For example, at 1 FPS:
- `frame_0001.png` = 0 seconds
- `frame_0045.png` = 44 seconds
- `frame_0100.png` = 99 seconds

**Transcription Matching:**
1. Parse the SRT file to extract timestamp ranges and text
2. For each frame, calculate its timestamp based on frame number and FPS
3. Find the SRT segment where the frame timestamp falls within the start/end range
4. Create a correlation map in `frame_transcription_map.txt`
5. Generate a preview timeline table in `analysis.md`

**Performance Optimization:**
- Matches every 5th frame by default to keep output manageable
- Full matching data is stored in `frame_transcription_map.txt`
- Summary table (first 20 matches) is included in `analysis.md`

**Error Handling:**
- Silent videos skip matching gracefully
- Missing SRT segments are marked as "[No transcription at this timestamp]"
- Malformed SRT entries are handled without crashing

## Tips

- Process shorter videos first to test the workflow
- Adjust frame extraction rate based on content type (1 fps for lectures, higher for action)
- Use GPU-accelerated whisper for faster transcription
- Clean up temporary frames after analysis to save space
- Reference the generated markdown file for all future discussions about the video

## Common Use Cases

- **Education**: Understanding tutorial and course content
- **Research**: Analyzing recorded presentations or lectures
- **Content Review**: Summarizing long-form video content
- **Documentation**: Creating written records of video information
- **Accessibility**: Converting video content to text format
- **Discussion Support**: Having context for detailed video conversations

## Important Notes

⚠️ **Workspace Isolation**
- Each analysis creates a unique timestamped directory
- Prevents conflicts when multiple Claude instances run simultaneously
- All analysis artifacts are contained in their own folder
- Working directory: `.video-input/analysis_{timestamp}/` in your current directory (run from project root)

⚠️ **Performance Considerations**
- Large videos may take significant time to process
- Frame extraction can consume substantial disk space
- Transcription accuracy depends on audio quality and language clarity

💡 **Best Practices**
- **Always run the script from your project root directory** - this ensures the analysis is created in the right location
- Ensure video files are accessible and not corrupted
- Use appropriate transcription models (larger models = better accuracy)
- Each analysis is stored in `.video-input/analysis_{timestamp}/` relative to where you run the script
- Clean up old analysis directories periodically to save disk space
- Reference the `analysis.md` file for all future discussions about the video
- The `.video-input` directory is gitignored by default (hidden directory)

[Dataset items]
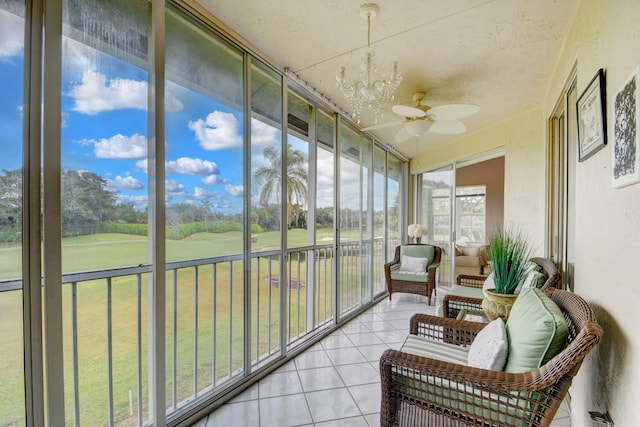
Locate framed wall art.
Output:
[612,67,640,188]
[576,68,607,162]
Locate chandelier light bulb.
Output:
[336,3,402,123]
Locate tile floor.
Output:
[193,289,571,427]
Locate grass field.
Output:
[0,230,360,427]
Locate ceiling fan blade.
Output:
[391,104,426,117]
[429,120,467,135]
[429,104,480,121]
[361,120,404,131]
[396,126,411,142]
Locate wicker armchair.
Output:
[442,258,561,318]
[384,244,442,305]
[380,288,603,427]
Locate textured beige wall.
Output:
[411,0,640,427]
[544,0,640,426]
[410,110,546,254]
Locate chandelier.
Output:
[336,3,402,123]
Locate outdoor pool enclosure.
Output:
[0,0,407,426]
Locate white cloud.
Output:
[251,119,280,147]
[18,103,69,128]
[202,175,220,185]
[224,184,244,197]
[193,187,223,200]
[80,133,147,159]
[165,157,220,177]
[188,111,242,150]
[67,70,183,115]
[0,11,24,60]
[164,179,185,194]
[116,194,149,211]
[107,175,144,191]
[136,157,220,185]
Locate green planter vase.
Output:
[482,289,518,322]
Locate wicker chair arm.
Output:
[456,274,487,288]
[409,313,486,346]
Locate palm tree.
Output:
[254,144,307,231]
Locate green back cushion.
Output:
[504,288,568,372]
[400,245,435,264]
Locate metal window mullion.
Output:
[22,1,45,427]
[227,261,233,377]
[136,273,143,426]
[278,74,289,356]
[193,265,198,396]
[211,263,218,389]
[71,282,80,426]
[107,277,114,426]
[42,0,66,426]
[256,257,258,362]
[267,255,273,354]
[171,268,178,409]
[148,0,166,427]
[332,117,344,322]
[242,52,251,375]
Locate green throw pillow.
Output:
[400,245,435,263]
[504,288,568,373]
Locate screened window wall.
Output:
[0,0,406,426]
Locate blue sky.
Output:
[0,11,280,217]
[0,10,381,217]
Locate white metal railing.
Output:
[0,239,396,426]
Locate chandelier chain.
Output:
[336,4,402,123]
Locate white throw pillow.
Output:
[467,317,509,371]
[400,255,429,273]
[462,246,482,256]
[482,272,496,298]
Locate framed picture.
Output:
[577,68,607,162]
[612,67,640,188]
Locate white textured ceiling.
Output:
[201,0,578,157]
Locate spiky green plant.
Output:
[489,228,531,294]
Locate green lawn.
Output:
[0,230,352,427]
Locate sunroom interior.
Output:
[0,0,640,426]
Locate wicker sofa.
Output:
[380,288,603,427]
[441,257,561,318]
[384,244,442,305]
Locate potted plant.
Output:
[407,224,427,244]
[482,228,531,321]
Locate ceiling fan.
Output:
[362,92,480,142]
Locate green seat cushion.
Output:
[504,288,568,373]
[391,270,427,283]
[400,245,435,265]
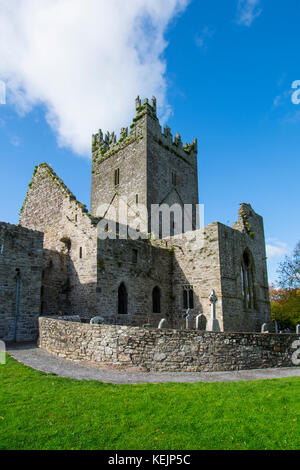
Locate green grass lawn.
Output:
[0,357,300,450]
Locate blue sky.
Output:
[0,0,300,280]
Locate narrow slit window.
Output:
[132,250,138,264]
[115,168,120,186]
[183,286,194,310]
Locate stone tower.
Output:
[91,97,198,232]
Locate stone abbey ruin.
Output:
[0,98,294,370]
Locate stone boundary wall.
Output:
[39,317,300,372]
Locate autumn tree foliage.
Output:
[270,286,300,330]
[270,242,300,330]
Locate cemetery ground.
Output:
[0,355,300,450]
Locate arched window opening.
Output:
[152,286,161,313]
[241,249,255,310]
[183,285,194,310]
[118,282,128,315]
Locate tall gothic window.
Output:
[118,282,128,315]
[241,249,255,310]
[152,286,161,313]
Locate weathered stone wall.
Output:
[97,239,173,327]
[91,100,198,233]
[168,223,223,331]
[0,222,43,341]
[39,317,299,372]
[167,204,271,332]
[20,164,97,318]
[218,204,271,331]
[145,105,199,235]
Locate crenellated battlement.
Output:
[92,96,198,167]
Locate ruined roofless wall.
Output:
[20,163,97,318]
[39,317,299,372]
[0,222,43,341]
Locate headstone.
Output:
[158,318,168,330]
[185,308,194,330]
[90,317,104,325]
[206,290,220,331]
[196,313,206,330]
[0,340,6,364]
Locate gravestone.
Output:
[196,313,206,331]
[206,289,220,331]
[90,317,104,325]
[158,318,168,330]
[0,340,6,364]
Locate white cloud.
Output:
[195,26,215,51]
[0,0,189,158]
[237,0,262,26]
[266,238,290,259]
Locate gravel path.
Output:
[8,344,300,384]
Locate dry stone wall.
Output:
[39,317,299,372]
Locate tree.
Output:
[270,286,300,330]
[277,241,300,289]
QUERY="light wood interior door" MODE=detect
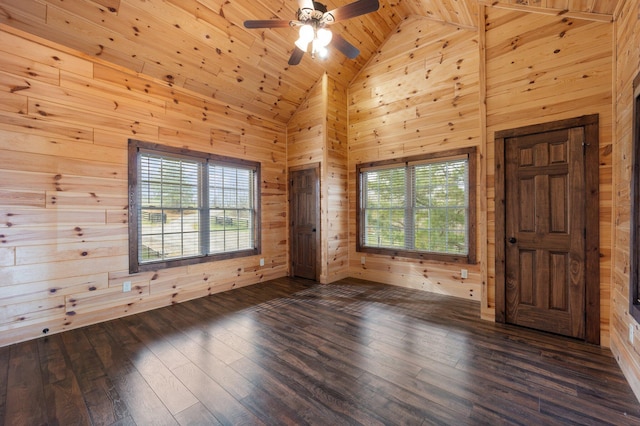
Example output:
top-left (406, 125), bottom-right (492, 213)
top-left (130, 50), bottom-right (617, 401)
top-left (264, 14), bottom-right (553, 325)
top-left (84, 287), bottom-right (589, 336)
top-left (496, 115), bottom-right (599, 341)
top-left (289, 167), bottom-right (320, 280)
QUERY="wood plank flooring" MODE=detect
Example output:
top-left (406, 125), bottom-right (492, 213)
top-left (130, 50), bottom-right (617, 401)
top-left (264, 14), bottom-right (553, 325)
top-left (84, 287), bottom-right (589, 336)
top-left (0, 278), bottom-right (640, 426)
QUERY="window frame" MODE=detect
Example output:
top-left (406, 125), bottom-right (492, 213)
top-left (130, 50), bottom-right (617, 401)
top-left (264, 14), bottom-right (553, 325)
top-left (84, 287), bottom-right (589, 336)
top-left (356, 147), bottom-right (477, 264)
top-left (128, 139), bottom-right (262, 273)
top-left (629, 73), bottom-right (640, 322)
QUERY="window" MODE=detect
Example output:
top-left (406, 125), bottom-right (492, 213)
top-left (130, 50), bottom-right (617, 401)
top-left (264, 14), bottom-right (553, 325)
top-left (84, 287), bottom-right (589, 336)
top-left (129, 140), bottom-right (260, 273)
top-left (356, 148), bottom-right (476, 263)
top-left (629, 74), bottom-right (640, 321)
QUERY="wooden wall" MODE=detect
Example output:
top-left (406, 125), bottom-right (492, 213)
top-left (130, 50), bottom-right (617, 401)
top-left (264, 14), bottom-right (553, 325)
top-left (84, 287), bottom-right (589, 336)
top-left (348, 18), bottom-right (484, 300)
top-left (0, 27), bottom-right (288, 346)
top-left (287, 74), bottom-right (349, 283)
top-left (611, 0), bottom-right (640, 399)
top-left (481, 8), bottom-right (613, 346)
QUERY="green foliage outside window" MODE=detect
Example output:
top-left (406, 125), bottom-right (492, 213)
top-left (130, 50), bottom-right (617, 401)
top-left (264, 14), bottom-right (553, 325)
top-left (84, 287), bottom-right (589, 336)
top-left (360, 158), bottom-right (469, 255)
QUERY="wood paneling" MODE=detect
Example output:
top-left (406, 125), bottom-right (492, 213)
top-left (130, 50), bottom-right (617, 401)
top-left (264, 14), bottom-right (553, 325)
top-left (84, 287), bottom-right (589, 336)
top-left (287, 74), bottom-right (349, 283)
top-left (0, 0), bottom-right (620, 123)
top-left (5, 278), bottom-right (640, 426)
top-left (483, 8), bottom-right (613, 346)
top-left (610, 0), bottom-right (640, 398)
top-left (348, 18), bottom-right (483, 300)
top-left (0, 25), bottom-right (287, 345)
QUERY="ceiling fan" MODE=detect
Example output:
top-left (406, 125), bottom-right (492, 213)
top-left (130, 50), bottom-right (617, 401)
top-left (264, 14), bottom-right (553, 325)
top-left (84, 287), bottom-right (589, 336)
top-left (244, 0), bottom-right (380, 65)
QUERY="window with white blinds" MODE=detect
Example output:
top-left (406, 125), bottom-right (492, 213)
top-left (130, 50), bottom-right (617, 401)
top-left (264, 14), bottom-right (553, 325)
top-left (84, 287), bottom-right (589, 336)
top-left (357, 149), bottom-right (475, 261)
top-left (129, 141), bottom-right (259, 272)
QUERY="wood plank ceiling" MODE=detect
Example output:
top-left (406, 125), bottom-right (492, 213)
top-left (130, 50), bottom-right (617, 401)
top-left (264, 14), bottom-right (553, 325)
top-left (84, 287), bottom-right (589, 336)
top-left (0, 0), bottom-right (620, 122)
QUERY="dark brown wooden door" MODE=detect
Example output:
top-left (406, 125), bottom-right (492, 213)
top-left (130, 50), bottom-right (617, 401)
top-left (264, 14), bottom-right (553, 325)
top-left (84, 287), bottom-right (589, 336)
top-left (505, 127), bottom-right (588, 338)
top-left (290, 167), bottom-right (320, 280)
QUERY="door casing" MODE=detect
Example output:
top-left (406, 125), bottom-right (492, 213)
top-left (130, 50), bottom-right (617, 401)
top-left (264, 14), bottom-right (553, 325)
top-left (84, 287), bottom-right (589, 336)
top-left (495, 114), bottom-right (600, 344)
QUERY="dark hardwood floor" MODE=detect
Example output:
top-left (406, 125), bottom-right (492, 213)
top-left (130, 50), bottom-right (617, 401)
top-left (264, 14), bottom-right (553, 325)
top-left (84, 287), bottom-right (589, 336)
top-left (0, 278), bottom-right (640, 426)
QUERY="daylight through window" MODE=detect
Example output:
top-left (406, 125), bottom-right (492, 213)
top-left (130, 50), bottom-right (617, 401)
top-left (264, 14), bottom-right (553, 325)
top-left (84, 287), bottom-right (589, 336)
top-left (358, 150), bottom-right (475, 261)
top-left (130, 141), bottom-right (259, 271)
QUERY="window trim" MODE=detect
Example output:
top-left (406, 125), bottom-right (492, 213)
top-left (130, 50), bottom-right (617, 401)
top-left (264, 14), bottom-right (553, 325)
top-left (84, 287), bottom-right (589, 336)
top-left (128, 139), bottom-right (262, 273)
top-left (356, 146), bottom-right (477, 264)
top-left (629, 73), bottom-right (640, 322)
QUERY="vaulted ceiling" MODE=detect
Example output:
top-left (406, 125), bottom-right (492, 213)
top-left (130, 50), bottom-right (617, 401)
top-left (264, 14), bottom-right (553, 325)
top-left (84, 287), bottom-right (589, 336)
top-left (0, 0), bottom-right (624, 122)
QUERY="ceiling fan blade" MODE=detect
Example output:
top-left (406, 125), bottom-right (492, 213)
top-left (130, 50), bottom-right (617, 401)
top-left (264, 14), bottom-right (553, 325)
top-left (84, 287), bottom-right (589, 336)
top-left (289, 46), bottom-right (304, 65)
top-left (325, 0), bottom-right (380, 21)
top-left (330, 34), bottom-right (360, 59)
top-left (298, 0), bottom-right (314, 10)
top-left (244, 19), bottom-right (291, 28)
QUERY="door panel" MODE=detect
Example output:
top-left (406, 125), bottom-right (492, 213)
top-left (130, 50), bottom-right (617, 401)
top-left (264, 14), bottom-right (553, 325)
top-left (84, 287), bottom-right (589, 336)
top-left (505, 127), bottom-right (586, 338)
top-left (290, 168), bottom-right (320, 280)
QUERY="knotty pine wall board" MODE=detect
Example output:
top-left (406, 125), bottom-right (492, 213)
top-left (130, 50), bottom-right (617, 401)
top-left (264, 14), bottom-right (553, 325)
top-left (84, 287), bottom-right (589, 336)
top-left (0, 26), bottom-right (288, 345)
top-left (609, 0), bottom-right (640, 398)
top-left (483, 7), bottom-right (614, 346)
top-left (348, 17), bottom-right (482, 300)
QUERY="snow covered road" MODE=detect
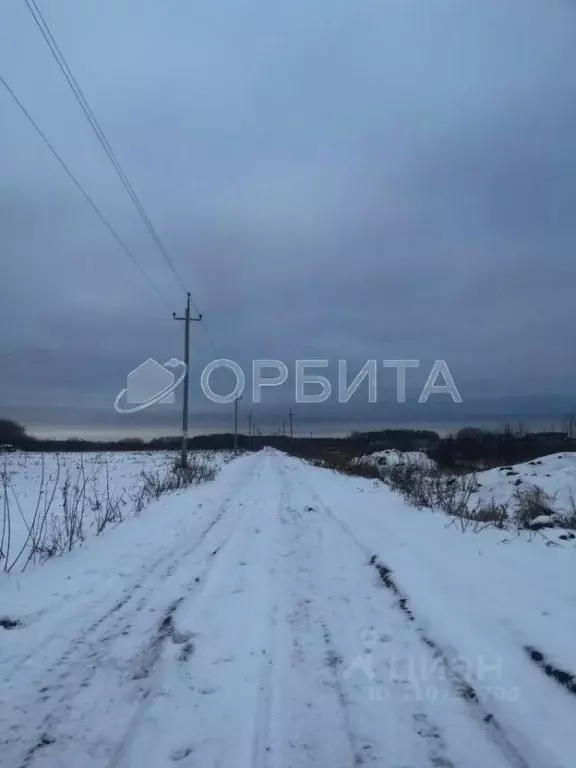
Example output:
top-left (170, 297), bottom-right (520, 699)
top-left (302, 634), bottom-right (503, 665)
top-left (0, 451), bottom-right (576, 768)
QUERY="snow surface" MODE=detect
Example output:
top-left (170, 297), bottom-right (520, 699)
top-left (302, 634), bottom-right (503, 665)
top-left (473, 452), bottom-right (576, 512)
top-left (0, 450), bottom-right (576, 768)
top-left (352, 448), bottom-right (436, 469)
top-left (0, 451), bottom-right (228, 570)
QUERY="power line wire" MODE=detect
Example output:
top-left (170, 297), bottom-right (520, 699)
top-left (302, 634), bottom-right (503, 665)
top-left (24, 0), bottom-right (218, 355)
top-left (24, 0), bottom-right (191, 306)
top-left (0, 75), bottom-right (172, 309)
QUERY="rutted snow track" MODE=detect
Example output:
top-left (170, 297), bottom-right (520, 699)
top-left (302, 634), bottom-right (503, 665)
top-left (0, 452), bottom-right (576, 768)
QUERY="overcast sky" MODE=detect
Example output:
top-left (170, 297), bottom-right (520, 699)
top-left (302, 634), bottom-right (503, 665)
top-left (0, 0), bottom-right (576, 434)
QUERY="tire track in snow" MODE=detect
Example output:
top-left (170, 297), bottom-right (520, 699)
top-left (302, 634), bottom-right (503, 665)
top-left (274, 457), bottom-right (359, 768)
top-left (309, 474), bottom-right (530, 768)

## YOUR OBJECTIVE
According to the video analysis documentation, how often are frames matched to the transcription by default? The material comes from a source separate from the video analysis documentation.

## RESPONSE
Every 5th frame is matched by default.